§ GIVEN EXERCISE
Copy out every line from the one containing "In this exercise you will find the window" through the end of the rows below, both ends included. Keep the requests unchanged, and multiply each coordinate in the answers by 1.35, rounding to whole numbers with halves going up.

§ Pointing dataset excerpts
::::

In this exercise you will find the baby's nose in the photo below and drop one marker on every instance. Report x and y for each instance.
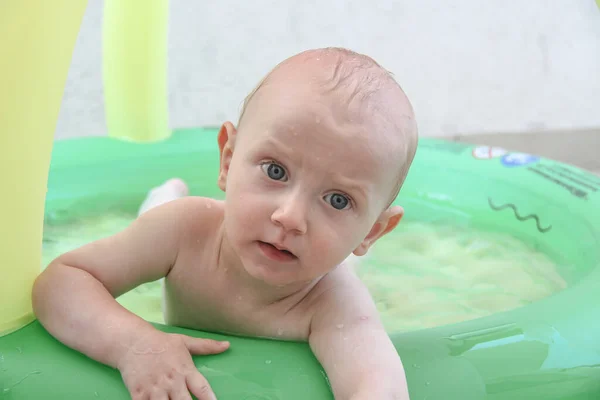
(291, 215)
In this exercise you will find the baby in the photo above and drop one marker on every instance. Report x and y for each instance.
(321, 150)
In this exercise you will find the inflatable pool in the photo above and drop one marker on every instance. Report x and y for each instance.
(548, 349)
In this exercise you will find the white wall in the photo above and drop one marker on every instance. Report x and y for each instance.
(469, 66)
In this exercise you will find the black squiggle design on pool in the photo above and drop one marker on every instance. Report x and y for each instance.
(519, 217)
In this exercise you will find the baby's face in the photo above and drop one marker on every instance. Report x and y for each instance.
(306, 183)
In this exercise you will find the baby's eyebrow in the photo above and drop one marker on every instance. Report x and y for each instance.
(352, 185)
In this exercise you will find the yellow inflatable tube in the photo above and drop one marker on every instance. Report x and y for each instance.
(37, 38)
(135, 69)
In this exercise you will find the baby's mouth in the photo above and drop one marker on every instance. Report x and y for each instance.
(285, 253)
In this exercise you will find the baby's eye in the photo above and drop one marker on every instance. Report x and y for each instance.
(337, 200)
(274, 171)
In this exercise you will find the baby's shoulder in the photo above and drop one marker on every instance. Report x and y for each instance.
(337, 287)
(198, 214)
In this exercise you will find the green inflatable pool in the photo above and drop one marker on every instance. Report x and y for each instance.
(548, 349)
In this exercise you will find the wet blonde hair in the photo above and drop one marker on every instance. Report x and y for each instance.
(360, 78)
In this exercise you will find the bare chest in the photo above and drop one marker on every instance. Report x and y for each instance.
(198, 299)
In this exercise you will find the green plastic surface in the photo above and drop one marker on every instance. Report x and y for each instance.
(546, 350)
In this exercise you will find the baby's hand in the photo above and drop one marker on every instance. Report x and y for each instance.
(159, 366)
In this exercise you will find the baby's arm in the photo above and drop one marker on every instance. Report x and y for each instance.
(350, 342)
(74, 300)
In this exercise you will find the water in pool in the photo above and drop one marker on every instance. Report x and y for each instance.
(421, 275)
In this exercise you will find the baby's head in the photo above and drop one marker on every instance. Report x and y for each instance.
(321, 150)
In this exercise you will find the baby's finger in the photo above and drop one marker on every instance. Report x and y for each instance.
(199, 387)
(180, 392)
(204, 346)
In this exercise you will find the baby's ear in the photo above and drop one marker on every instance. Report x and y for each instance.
(386, 222)
(226, 139)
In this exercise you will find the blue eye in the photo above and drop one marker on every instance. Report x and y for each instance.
(274, 171)
(337, 201)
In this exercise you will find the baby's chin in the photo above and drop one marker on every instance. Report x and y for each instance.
(280, 277)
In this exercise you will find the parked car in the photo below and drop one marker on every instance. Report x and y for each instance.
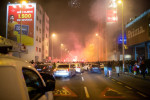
(49, 79)
(21, 81)
(95, 68)
(64, 70)
(79, 68)
(43, 68)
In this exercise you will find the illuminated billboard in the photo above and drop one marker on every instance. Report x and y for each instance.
(111, 13)
(21, 17)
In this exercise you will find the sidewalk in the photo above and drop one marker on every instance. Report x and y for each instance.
(139, 76)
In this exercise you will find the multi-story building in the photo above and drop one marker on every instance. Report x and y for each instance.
(39, 50)
(138, 36)
(45, 37)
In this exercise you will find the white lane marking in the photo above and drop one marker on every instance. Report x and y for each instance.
(82, 78)
(86, 92)
(128, 87)
(141, 94)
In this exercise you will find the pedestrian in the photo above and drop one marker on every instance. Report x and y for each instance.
(105, 69)
(117, 68)
(143, 68)
(134, 68)
(110, 68)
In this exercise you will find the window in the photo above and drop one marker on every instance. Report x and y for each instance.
(34, 84)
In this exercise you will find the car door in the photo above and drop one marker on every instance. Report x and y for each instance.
(34, 85)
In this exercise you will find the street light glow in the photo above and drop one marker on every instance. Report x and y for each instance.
(62, 44)
(24, 2)
(96, 34)
(120, 1)
(53, 35)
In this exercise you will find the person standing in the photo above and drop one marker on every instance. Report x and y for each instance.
(117, 68)
(143, 68)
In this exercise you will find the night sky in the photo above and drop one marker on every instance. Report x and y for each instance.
(75, 26)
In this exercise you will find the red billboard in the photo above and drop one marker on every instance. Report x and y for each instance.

::::

§ SOLUTION TO THIS PROBLEM
In this exercise you will find the window in the photo above and drop one marker on every instance. Report x and y for each instance.
(46, 113)
In this exercise you will find the car door in the photo above and drop one marker on every instance. Report x and y for each instance.
(46, 115)
In this exercise you will find the street light glow in the photo above and drop one marker on every instance. Report x and y for each instance.
(84, 59)
(32, 3)
(130, 46)
(162, 1)
(72, 47)
In this exercise you will find the person standing in the photo above and drop one marker on every instance. Report x and y for each instance.
(158, 92)
(193, 92)
In this exercise you will find the night sky in the photo above and drop one marker on every instance. Report x and y for each instance.
(101, 35)
In this exercise you will find the red billboard in the photo above and drop one marker on every instance. Report x and y for each instance.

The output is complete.